WORK REQUIRED:
Output the records below as a JSON list of strings with one string per line and no blank lines.

DATA TO USE:

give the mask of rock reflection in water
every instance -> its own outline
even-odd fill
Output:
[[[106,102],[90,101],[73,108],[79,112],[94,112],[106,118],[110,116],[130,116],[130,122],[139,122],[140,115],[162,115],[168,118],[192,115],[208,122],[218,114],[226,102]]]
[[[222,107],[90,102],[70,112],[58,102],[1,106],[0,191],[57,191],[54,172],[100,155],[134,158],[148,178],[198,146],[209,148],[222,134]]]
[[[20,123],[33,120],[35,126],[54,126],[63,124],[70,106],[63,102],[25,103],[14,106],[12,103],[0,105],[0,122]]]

REPLY TO THE TASK:
[
  "give the mask of rock reflection in water",
  "every instance -> its own outline",
  "even-odd fill",
  "Output:",
  "[[[106,102],[90,101],[73,108],[79,112],[94,112],[106,118],[110,116],[130,116],[130,122],[139,122],[140,115],[162,115],[168,118],[192,115],[208,122],[218,114],[226,102]]]",
  "[[[222,107],[90,102],[70,112],[58,102],[1,106],[0,191],[57,191],[54,172],[100,155],[134,158],[148,178],[198,146],[209,148],[222,134]]]",
  "[[[20,123],[33,120],[35,126],[54,126],[63,124],[70,106],[63,102],[25,103],[14,106],[12,103],[0,105],[0,122]]]"
]